## YOUR GOAL
Copy every one of the entries below word for word, leaving out the pictures.

## RECORDS SUPPLIED
○ ○ ○

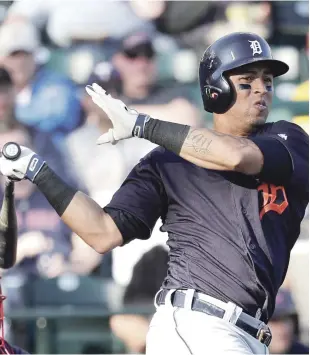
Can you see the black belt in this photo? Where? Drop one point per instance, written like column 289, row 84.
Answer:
column 258, row 329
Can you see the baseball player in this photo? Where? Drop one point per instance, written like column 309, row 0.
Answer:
column 231, row 199
column 5, row 347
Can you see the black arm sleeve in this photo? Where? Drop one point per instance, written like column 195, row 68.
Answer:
column 285, row 147
column 278, row 163
column 129, row 225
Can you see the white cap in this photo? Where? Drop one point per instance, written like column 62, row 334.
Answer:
column 18, row 36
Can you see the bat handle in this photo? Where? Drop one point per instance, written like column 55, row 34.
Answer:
column 11, row 150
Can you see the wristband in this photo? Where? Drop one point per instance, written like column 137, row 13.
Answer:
column 35, row 165
column 56, row 191
column 138, row 129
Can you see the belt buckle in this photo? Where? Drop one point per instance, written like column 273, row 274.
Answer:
column 264, row 334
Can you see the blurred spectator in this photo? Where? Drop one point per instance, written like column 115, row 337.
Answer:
column 67, row 21
column 284, row 327
column 99, row 168
column 146, row 280
column 46, row 101
column 136, row 62
column 43, row 239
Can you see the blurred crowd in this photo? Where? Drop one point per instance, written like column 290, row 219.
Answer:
column 145, row 53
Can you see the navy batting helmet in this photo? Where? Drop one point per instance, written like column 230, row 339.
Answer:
column 227, row 53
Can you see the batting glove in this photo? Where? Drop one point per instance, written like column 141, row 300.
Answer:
column 27, row 166
column 127, row 122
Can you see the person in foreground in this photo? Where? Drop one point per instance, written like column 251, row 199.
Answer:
column 5, row 347
column 231, row 199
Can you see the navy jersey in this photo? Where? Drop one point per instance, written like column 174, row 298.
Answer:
column 230, row 235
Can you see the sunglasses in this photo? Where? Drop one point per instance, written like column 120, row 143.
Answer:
column 145, row 51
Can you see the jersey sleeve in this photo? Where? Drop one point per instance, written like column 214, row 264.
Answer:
column 286, row 155
column 140, row 199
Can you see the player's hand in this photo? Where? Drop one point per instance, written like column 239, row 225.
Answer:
column 122, row 117
column 26, row 166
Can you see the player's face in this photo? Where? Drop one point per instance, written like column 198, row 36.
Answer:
column 254, row 91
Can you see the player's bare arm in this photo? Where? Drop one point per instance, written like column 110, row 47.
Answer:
column 82, row 214
column 214, row 150
column 88, row 220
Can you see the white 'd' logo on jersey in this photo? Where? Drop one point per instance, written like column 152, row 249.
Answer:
column 33, row 164
column 256, row 48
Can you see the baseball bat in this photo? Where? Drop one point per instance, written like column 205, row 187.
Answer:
column 8, row 220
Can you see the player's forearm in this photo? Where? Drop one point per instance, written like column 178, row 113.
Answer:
column 205, row 147
column 214, row 150
column 82, row 214
column 88, row 220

○ ○ ○

## TASK RESPONSE
Can you see the black belt in this photo? Where? Drop one point per instance, written like column 289, row 84.
Answer:
column 258, row 329
Can you see the baseball player in this photo? Where? Drop one point per instance, written like column 309, row 0.
Answer:
column 231, row 199
column 5, row 347
Can you see the black arm sleeve in this photo? Where? Drop one point per instance, written like column 195, row 68.
Answer:
column 285, row 147
column 278, row 163
column 129, row 225
Can you see the white cap in this photo? Where? Drop one point per instance, written like column 62, row 334.
Answer:
column 18, row 36
Can you see the bat handle in this photo? Where? Drop one point per instance, written like column 55, row 34.
Answer:
column 11, row 150
Can you see the wristband in this photo? Where? Drop one point per instance, written like column 137, row 13.
Answer:
column 35, row 165
column 56, row 191
column 138, row 129
Can you see the belt buckle in this photo? Where? Drop one point per instance, written like column 273, row 274.
Answer:
column 264, row 334
Can you see the blurred spectator in this photo? Where? Drop one point per instance, written like column 115, row 337.
Answer:
column 67, row 21
column 284, row 327
column 99, row 168
column 146, row 280
column 46, row 101
column 136, row 62
column 43, row 239
Can you see the blurred crowd in this photo? Where? Drop one point per instance, written like column 290, row 219.
Answer:
column 145, row 53
Can you see the navy batting helmet in this photo? Where? Drop one point per instance, written like column 230, row 339.
Answer:
column 227, row 53
Can you see the batting glove in this photo? Where? Drop one point per instance, written like column 141, row 300.
Answer:
column 27, row 166
column 127, row 122
Can you see the person in foreground in this photo? Where? Drop one point per instance, written like column 251, row 199.
Answer:
column 5, row 347
column 231, row 199
Can you see the navy jersey in this photo? Where? Drop one point per instance, written like column 174, row 298.
Answer:
column 230, row 235
Can you see the sunglasses in this photo? Where? Drop one point per instance, written like column 120, row 143.
Answer:
column 145, row 51
Can you see the jersey sleeve in this photo? Where? Drop one point per instance, written like column 214, row 264.
Answer:
column 286, row 155
column 140, row 199
Can you see the player's hand in this photo? Where? Drop one point per instance, written like column 239, row 225.
Answer:
column 122, row 117
column 26, row 166
Can you see the player's face in this photo? Where? Drop one point per instance, written like column 198, row 36.
Answer:
column 254, row 91
Can you see the player's bare arm in this photo? Where? Drop one point per instance, written like column 110, row 47.
Answer:
column 82, row 214
column 214, row 150
column 88, row 220
Can you see the white 'd' logo on jersey in this photo? Where? Drop one point per instance, written like column 152, row 249.
Answer:
column 33, row 164
column 256, row 48
Can you see the baseball bat in this photo? Where? Drop one point per instance, written like column 205, row 187.
Answer:
column 8, row 220
Can you see the player's forearm in this photo? Where? Drop one point per instance, written like column 178, row 113.
Answer:
column 205, row 147
column 214, row 150
column 82, row 214
column 88, row 220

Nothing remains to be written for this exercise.